TASK PROMPT - Of the lines below, reproduce exactly those from the line containing "Query: front wheel" to the end, including both the first and the last.

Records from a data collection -

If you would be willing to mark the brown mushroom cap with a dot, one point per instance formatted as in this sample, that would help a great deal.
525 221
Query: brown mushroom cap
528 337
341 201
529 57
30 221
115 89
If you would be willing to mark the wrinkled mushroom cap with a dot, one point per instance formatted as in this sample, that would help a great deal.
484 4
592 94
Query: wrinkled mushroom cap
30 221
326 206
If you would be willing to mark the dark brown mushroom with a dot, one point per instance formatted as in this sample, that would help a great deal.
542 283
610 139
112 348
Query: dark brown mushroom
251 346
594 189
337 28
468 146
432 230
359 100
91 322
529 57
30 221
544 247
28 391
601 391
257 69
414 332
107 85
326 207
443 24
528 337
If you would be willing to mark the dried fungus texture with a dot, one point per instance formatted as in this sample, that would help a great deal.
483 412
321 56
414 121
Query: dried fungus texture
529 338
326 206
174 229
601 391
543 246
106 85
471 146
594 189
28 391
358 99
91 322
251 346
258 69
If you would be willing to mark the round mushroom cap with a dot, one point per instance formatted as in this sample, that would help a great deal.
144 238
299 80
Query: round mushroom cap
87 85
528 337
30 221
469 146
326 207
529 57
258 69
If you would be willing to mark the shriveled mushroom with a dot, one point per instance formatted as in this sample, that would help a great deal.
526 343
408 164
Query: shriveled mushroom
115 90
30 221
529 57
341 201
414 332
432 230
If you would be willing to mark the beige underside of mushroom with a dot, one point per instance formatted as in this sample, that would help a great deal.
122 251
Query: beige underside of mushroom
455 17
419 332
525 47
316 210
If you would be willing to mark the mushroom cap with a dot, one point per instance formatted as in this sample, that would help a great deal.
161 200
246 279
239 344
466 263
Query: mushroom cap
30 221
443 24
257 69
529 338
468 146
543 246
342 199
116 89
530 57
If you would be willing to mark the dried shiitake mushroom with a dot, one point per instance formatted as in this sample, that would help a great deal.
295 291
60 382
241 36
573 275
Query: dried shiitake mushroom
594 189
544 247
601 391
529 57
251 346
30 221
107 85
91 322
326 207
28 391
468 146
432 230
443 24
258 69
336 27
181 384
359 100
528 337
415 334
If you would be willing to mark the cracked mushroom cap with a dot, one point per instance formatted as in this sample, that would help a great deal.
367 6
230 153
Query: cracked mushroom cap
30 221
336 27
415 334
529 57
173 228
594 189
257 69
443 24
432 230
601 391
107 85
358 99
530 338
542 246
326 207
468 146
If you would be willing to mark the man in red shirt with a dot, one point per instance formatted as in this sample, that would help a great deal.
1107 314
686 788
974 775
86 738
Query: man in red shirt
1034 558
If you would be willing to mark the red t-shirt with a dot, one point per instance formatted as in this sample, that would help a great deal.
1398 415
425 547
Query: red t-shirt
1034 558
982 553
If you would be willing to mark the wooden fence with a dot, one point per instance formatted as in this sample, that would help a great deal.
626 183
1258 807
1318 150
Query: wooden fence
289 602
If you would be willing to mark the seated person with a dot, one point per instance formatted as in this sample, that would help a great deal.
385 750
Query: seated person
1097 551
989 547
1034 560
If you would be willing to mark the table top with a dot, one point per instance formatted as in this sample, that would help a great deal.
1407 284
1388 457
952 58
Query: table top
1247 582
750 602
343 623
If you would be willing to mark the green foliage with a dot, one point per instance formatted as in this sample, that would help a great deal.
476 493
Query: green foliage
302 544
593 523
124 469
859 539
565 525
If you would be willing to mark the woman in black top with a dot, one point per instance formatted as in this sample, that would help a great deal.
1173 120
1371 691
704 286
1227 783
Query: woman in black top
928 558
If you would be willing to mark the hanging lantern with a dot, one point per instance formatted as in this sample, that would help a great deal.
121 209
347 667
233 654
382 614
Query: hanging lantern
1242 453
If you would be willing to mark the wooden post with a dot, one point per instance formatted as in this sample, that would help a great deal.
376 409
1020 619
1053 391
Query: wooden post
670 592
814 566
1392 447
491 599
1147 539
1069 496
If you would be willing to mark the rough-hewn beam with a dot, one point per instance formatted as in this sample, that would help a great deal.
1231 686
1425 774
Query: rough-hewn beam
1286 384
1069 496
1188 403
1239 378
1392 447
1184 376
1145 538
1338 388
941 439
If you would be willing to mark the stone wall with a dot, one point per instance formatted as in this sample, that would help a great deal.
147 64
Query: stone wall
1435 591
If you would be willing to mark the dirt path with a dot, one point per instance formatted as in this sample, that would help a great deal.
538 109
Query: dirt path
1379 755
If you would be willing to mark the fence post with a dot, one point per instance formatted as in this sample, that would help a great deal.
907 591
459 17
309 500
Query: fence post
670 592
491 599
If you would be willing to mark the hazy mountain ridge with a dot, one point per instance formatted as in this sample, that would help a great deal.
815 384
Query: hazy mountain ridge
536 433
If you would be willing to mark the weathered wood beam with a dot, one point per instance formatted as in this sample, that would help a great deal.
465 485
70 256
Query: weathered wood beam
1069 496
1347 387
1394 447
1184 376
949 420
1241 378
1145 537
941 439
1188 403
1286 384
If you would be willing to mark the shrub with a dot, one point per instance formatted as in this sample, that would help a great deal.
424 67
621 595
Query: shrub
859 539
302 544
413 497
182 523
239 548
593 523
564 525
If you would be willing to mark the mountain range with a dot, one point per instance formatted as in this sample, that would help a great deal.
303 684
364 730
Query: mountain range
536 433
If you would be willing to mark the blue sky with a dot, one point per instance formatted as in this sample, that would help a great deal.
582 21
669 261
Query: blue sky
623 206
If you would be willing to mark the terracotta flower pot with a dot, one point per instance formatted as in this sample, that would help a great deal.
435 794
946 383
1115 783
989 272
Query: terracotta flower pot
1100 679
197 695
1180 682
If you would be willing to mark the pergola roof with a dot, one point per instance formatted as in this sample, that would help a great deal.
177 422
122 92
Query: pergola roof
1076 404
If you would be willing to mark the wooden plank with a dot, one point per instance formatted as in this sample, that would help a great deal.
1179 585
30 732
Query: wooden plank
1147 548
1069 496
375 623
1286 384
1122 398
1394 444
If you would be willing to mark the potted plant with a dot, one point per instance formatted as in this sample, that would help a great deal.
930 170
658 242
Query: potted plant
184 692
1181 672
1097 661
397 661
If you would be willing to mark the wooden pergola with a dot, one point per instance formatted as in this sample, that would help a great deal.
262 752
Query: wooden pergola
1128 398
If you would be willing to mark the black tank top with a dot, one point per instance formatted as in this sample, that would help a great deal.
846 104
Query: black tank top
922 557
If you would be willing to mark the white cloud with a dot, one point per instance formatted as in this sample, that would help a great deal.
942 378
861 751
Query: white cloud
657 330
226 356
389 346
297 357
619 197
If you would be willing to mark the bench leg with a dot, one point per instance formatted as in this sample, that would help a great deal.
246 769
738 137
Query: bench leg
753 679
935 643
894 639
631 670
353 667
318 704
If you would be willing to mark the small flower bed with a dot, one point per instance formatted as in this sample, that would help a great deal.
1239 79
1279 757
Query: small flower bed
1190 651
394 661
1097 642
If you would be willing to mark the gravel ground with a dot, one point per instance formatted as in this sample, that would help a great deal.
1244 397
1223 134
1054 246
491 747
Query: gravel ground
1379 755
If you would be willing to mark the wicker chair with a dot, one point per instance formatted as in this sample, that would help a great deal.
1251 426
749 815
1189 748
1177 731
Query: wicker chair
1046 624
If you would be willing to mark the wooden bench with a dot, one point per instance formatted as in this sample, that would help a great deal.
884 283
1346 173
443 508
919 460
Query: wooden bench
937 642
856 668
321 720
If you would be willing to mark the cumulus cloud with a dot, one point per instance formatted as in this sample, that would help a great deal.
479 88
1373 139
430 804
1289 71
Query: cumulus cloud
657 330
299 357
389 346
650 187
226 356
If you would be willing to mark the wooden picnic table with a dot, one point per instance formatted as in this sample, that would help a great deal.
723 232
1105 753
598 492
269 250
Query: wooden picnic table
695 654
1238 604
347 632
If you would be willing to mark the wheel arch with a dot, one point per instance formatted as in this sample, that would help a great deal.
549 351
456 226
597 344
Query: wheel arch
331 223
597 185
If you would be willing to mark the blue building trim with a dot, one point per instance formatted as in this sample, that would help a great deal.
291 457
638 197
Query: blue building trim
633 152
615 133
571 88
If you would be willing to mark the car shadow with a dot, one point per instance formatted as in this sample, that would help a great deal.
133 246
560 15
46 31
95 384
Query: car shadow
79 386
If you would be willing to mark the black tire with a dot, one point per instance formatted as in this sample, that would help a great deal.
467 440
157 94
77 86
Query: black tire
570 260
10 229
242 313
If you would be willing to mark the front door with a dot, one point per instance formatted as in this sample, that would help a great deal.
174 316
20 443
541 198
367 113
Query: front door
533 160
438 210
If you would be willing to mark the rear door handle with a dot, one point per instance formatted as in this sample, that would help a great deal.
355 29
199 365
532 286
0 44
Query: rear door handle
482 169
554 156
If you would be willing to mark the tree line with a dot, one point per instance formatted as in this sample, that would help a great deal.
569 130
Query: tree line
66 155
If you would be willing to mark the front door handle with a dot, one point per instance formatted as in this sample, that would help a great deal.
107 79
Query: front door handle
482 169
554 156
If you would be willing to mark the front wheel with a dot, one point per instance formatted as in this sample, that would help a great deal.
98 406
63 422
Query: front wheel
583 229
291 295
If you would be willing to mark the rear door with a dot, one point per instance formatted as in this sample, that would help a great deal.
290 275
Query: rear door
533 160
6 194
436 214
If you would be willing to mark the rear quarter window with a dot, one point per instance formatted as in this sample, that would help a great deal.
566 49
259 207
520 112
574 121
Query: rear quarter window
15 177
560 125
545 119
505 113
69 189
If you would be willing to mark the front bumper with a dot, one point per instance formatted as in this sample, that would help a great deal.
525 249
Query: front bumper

WRITTEN SOLUTION -
Query: front wheel
583 229
291 295
If you would be willing to mark the rear door with a dot, one point per instance formatted as in this sample, that would help a great deal.
290 275
Query: rear door
533 160
6 194
436 214
If you would be willing to mark the rear quarter window with a dot, one point per instance formatted as in this sample, that would help a great deal.
566 49
259 207
520 112
574 121
Query: rear quarter window
15 177
560 125
545 119
505 113
69 189
If you would be willing to mark the front bumper with a dot, one point per instance formatted as in this sample, that would help a great deal.
525 249
Query: front bumper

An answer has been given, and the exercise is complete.